* [What to do]
When you reach the entries below, transcribe each one exactly as it stands.

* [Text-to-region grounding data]
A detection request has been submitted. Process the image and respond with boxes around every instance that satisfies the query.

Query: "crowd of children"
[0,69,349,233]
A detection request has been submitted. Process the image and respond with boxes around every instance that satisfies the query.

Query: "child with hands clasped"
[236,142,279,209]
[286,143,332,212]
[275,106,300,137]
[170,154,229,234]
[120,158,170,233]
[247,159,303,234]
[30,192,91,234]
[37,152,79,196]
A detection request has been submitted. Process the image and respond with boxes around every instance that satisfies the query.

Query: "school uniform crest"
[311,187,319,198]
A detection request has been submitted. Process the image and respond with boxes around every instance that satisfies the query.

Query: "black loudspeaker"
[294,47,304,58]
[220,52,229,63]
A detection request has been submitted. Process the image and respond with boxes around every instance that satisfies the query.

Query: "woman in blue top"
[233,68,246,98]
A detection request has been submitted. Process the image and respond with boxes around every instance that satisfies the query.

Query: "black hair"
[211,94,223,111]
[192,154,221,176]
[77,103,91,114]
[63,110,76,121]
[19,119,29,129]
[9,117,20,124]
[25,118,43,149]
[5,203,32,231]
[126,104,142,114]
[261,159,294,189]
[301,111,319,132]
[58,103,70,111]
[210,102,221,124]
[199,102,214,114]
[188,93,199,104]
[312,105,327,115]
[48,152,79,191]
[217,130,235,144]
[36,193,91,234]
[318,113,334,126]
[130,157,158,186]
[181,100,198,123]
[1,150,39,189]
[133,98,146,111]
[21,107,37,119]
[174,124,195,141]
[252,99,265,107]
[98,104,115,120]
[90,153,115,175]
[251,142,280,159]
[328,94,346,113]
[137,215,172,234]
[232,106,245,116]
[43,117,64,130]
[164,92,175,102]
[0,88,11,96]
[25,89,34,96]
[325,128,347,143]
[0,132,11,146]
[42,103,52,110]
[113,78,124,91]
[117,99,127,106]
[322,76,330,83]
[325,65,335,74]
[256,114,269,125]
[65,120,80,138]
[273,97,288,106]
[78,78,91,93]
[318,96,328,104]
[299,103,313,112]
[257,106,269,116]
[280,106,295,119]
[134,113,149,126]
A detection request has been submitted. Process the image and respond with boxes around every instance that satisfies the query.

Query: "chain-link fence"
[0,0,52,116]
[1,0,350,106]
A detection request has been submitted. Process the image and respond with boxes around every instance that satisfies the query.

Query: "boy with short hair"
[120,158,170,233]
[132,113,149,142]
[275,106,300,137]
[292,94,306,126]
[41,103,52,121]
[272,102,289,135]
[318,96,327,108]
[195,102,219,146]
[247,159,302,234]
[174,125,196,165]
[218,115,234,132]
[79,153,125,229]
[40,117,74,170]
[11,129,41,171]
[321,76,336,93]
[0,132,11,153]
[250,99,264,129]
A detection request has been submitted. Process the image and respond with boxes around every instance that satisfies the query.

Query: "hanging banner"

* [Task output]
A detection request has been submitted. Process the image and respond with boxes around every instance that satisfies the query.

Query: "crowd of children"
[0,69,349,233]
A detection request has been submitted. Process the image and respond with boxes around every instance that satisfies the query.

Query: "child with hands clasped"
[236,142,279,209]
[286,143,332,212]
[275,106,300,137]
[170,154,229,234]
[120,158,170,233]
[247,159,303,234]
[30,192,91,234]
[37,152,79,196]
A detection request has been submitted. Process the image and respond with boxes around every instance that satisfies the query.

Query: "school uniform crest"
[311,187,319,198]
A detection request has been submitted. Process the image and respond with boxes around every instance that satisfies the query.

Query: "black loudspeaker"
[294,47,304,58]
[220,52,229,63]
A detection request has been submitted. Process the image and respond with boxes around every instance that satisfies the query.

Query: "woman in blue top"
[233,68,246,98]
A detection request has been submitted. Process the image and respond with boxes around every instance that satisfies the query.

Query: "black hair"
[211,94,223,111]
[192,154,221,176]
[77,103,91,114]
[63,110,76,121]
[19,119,29,129]
[9,117,20,124]
[25,118,43,149]
[5,203,32,231]
[126,104,142,114]
[261,159,294,189]
[301,111,319,132]
[58,103,70,111]
[210,102,221,124]
[199,102,214,114]
[188,93,199,104]
[312,105,327,115]
[48,152,79,191]
[217,130,235,144]
[36,193,91,234]
[318,113,334,126]
[130,157,158,186]
[181,100,198,123]
[1,150,39,189]
[133,98,146,111]
[21,107,37,119]
[174,124,195,141]
[252,99,265,107]
[98,104,115,120]
[90,153,115,175]
[251,142,280,159]
[328,94,346,113]
[137,215,172,234]
[232,106,245,116]
[43,117,64,130]
[164,92,175,102]
[0,88,11,96]
[25,89,34,96]
[325,128,347,143]
[0,132,11,146]
[42,103,52,110]
[113,78,124,91]
[117,99,127,106]
[322,76,330,83]
[325,65,335,74]
[256,114,269,125]
[65,120,80,138]
[273,97,288,106]
[78,78,91,93]
[318,96,328,104]
[299,103,313,112]
[257,106,269,116]
[280,106,295,119]
[134,113,149,126]
A detection request has been submitted. Process the image and respond with boxes around every instance that satisfies the query.

Query: "chain-link fence"
[0,0,52,116]
[1,0,350,106]
A detection request has been submitted. Process the image and respond with boxes around every instance that satisfies the query.

Query: "boy with short hair"
[120,158,170,233]
[132,113,149,142]
[275,106,300,137]
[292,94,306,126]
[41,103,52,121]
[272,102,289,135]
[318,96,327,108]
[195,102,219,146]
[247,159,302,234]
[174,125,196,165]
[218,115,234,132]
[79,153,125,229]
[40,117,74,170]
[11,129,41,171]
[321,76,336,93]
[0,132,11,153]
[250,99,264,129]
A detection request has been submitted. Process the image and respond with boxes around every instance that satisfies the query.

Query: "hanging banner"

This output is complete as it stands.